§ Stored data
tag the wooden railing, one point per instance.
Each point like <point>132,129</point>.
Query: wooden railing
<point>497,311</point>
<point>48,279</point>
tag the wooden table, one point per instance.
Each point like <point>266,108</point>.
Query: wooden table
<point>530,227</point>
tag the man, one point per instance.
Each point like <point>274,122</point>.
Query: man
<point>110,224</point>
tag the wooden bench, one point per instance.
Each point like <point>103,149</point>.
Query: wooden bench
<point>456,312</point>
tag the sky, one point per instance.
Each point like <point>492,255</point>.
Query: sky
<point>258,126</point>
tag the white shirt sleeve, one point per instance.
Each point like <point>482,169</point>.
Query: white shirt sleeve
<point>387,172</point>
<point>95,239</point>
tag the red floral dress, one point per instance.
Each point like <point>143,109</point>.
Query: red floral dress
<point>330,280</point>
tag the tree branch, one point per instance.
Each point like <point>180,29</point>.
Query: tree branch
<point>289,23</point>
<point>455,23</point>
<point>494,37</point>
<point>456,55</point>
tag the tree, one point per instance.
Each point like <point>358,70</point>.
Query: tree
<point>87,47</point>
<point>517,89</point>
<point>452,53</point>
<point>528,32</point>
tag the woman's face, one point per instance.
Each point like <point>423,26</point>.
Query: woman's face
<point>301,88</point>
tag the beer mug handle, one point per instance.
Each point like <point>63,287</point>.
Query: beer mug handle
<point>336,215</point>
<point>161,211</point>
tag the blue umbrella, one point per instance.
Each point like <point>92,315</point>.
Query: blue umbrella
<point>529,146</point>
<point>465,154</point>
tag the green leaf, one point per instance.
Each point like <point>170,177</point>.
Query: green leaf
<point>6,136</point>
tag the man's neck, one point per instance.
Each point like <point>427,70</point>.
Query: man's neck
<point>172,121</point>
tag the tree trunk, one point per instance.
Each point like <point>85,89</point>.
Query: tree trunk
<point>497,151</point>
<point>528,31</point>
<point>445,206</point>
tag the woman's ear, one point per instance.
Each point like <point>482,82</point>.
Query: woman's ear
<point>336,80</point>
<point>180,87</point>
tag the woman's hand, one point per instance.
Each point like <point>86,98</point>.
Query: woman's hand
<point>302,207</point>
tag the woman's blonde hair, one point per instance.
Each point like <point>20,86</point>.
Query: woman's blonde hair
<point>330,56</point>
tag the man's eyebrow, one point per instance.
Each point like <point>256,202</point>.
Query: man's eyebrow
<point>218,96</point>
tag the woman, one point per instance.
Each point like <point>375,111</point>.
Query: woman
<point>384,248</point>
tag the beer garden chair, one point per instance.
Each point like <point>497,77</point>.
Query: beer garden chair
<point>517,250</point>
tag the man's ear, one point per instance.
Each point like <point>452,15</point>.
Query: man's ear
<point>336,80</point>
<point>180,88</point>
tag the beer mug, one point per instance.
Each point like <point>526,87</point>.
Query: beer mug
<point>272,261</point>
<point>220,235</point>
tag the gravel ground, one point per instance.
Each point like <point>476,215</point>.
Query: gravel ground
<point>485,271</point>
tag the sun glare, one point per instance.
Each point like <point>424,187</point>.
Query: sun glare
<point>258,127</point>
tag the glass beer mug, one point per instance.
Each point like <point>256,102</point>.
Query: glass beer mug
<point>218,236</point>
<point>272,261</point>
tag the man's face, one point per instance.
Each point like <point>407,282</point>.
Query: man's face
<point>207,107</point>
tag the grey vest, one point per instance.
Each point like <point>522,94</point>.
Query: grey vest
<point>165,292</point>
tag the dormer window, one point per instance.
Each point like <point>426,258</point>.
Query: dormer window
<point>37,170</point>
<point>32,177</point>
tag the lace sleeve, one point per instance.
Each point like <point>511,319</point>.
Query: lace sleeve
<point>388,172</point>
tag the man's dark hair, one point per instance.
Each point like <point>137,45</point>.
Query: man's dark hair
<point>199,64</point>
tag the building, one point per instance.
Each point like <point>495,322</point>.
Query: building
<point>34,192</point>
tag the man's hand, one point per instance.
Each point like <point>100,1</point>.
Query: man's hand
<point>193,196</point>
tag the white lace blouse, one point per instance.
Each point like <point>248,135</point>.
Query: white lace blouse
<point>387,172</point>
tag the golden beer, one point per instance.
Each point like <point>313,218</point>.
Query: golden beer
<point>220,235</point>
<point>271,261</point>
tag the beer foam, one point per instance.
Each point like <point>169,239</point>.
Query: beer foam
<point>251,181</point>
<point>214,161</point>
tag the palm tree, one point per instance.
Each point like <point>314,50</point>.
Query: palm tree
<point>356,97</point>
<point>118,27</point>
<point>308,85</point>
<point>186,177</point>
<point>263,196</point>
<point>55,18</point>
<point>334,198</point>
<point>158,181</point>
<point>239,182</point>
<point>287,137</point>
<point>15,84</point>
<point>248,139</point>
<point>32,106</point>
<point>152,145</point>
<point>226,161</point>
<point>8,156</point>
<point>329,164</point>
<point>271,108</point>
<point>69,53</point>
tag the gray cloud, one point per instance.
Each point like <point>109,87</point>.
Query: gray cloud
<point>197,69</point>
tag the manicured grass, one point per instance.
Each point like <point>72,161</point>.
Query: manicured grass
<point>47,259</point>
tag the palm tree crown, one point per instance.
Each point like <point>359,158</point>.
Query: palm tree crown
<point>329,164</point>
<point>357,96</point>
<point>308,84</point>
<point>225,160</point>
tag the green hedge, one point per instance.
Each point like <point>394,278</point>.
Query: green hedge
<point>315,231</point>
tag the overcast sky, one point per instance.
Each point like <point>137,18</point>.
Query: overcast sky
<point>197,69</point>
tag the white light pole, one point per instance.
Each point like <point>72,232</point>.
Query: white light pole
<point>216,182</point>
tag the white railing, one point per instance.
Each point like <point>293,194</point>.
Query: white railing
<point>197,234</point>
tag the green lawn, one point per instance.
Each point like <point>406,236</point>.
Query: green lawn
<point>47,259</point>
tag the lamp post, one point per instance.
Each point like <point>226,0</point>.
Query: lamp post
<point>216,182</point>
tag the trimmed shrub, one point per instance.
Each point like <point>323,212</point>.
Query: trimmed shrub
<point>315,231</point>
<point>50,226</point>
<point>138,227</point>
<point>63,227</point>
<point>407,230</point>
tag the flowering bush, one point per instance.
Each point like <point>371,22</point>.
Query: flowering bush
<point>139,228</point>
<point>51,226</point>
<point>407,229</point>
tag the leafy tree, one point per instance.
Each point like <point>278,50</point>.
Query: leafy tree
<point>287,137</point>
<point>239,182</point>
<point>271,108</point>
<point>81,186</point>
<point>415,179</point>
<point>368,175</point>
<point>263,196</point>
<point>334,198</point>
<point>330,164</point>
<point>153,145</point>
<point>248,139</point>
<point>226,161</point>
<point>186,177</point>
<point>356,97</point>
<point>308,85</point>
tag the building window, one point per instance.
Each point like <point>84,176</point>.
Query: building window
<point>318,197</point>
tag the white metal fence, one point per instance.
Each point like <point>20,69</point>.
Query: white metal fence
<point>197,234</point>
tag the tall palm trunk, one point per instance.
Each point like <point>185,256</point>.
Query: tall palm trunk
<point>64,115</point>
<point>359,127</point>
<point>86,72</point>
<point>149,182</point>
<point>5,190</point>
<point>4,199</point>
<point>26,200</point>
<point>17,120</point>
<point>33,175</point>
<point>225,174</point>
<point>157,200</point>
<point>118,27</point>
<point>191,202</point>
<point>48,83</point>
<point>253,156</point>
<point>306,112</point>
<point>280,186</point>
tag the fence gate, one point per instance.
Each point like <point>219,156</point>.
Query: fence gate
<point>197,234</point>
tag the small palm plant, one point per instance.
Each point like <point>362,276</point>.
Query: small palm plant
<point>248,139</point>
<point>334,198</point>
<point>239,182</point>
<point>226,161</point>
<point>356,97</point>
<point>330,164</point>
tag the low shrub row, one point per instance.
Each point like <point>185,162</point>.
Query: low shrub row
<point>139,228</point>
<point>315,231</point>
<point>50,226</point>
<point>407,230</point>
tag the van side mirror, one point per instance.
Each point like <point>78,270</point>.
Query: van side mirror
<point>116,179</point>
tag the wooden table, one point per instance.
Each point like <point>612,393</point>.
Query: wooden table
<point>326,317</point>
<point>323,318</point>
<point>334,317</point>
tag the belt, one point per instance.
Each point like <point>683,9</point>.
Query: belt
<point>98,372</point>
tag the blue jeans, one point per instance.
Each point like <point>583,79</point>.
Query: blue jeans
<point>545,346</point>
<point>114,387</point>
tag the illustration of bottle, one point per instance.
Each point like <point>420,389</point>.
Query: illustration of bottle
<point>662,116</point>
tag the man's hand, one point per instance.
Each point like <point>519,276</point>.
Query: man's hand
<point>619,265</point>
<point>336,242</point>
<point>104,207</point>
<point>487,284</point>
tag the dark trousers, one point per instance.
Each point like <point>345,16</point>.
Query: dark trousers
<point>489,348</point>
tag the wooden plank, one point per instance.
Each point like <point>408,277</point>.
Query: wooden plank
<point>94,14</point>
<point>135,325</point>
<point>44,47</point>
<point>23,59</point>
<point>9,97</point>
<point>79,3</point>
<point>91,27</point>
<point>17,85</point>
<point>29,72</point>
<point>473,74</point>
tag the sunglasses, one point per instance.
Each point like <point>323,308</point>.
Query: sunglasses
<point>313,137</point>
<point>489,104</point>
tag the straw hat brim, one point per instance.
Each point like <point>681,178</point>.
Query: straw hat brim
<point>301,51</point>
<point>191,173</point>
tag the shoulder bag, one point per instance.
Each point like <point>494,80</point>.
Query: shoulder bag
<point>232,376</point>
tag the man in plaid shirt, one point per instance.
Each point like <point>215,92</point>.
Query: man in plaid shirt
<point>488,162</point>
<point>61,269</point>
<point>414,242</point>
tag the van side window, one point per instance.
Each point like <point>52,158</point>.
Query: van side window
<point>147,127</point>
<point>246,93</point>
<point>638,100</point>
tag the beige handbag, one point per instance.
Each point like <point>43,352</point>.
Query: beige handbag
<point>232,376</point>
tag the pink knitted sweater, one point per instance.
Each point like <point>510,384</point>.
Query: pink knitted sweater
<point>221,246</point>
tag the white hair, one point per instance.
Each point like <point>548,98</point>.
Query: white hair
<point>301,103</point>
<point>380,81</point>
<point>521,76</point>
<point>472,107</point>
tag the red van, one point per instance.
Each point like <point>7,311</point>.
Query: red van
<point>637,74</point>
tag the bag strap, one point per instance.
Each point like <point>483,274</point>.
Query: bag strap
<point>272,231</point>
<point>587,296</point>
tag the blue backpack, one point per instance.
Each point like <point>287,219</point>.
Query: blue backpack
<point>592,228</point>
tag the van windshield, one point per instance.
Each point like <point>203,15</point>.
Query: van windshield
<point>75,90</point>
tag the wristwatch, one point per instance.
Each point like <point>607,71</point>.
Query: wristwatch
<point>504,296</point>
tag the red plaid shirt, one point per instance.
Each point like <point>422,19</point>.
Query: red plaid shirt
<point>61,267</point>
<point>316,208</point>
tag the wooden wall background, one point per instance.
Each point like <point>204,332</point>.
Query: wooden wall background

§ Activity
Please print the records above exactly from their first line. End with the line containing "tag the white shirt", and include it.

§ Expected answer
tag the wooden railing, one point per instance.
Each point like <point>132,129</point>.
Query: wooden railing
<point>497,311</point>
<point>48,279</point>
tag the wooden table, one point per instance.
Each point like <point>266,108</point>.
Query: wooden table
<point>530,227</point>
tag the man, one point per instance.
Each point like <point>274,122</point>.
Query: man
<point>110,224</point>
tag the wooden bench, one point per instance.
Each point like <point>103,149</point>.
Query: wooden bench
<point>456,312</point>
tag the sky, one point per instance.
Each point like <point>492,255</point>.
Query: sky
<point>258,126</point>
tag the white shirt sleeve, one point per instance.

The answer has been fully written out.